## TASK BRIEF
Will you transcribe the entries that follow, exactly and in full?

Dataset items
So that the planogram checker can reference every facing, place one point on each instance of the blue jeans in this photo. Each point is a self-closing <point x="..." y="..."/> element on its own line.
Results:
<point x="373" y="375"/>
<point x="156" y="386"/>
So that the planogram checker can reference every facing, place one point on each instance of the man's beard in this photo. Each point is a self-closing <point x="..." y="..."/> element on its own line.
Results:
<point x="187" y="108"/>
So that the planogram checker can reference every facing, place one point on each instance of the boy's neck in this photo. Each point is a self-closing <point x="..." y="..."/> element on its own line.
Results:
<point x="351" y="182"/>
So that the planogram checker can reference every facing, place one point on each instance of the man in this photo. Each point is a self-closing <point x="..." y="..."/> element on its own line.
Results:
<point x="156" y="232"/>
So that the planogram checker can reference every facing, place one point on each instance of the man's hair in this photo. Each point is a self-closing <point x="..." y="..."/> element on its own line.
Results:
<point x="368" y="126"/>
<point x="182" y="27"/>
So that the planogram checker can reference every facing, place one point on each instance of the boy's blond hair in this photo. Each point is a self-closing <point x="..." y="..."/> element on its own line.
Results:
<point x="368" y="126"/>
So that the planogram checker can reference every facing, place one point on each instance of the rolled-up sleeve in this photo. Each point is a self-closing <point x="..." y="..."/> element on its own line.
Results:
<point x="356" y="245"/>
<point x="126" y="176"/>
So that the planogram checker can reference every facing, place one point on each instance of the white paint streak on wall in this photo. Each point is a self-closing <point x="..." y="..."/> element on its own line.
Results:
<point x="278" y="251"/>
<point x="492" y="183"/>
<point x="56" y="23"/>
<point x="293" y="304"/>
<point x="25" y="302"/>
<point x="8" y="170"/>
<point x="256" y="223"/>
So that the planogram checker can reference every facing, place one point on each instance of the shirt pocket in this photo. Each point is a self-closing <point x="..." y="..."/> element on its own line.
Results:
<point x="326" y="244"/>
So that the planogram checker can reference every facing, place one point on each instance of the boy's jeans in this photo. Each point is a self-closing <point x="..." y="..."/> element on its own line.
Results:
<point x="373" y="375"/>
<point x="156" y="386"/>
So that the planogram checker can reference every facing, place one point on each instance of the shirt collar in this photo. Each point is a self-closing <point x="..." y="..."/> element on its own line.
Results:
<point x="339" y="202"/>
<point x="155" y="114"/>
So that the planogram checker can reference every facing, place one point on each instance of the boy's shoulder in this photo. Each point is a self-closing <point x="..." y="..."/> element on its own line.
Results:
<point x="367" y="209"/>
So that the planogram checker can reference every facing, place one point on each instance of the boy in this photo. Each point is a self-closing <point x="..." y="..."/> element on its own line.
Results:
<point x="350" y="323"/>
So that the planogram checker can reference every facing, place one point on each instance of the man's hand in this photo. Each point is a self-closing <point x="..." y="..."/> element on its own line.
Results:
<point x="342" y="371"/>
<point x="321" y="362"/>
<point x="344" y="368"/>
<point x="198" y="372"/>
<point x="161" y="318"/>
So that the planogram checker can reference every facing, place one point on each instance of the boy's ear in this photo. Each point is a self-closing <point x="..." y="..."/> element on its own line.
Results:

## WRITTEN SOLUTION
So that the planogram checker can reference every facing, place one point on each instance of the blue jeans in this photo. Each point is a self-closing <point x="..." y="..."/> element on its own line.
Results:
<point x="373" y="375"/>
<point x="156" y="386"/>
So that the planogram checker can reference every facing, place one point on each instance of the man's beard in this photo. Each point is a self-closing <point x="..." y="..."/> element on its own line.
Results:
<point x="187" y="108"/>
So that the planogram checker can reference every facing, place one point on each instance of the boy's neck in this photo. Each point is a self-closing <point x="..." y="..."/> element on its own line.
Results:
<point x="351" y="182"/>
So that the planogram checker can reference every facing, place one point on each instance of the man in this photo. Each point is a self-closing <point x="..." y="..."/> element on its own line.
Results:
<point x="156" y="232"/>
So that the planogram checker can reference every facing, place one point on each instance of the man's hair in this photo. Each point is a self-closing <point x="..." y="..."/> element on its own line.
Results:
<point x="368" y="126"/>
<point x="182" y="27"/>
So that the planogram checker can reference every facing, place one point on each instance of the boy's blond hair in this photo. Each point is a self-closing <point x="..." y="..."/> element on its own line.
Results:
<point x="368" y="126"/>
So that the planogram checker can reference every facing, place one point on each instance of the rolled-up sleeve in this photo. Each point is a self-closing <point x="..." y="..."/> element on its own line.
Results:
<point x="356" y="245"/>
<point x="126" y="176"/>
So that the planogram checker can reference every facing, place one point on each instance of the white paint streak on wall in this photo. Each point is a self-closing <point x="..." y="..."/> element on its own line.
Results:
<point x="278" y="251"/>
<point x="492" y="183"/>
<point x="56" y="23"/>
<point x="293" y="304"/>
<point x="25" y="302"/>
<point x="8" y="170"/>
<point x="256" y="223"/>
So that the planogram checker can reference every facing, place one point on each instance of the shirt pocket in this photo. Each point is a self-closing <point x="..." y="..."/> element on its own line.
Results:
<point x="326" y="244"/>
So that the planogram checker can reference every facing, place one point on each instance of the boy's jeans in this photo. Each point is a self-closing <point x="..." y="..."/> element on its own line.
Results:
<point x="373" y="375"/>
<point x="156" y="386"/>
So that the planogram checker can reference every facing, place one point on each instance of the shirt collar in this photo. Each point is a self-closing <point x="..." y="..."/> element on its own line.
Results:
<point x="339" y="202"/>
<point x="155" y="114"/>
So that the planogram checker can reference every facing, place one point on each instance of the boy's shoulder in this photo. Each point is a self-closing <point x="..." y="..."/> element on its own line.
Results:
<point x="367" y="209"/>
So that the planogram checker can reference every facing, place one point on each instance of the boy in this photo. Each point is a self-closing <point x="..." y="..."/> element on its own line.
Results:
<point x="350" y="323"/>
So that the planogram checker can reference every facing, place one point on each instance of the man's hand in this photo. Each point is a self-closing <point x="..." y="..."/> element on its own line.
Results:
<point x="342" y="371"/>
<point x="321" y="362"/>
<point x="344" y="368"/>
<point x="198" y="372"/>
<point x="161" y="318"/>
So that the planogram checker can reference every facing, place one point on each instance of the boy's ear in this photo. Each point is a self-closing <point x="..." y="..."/> element on its own line.
Results:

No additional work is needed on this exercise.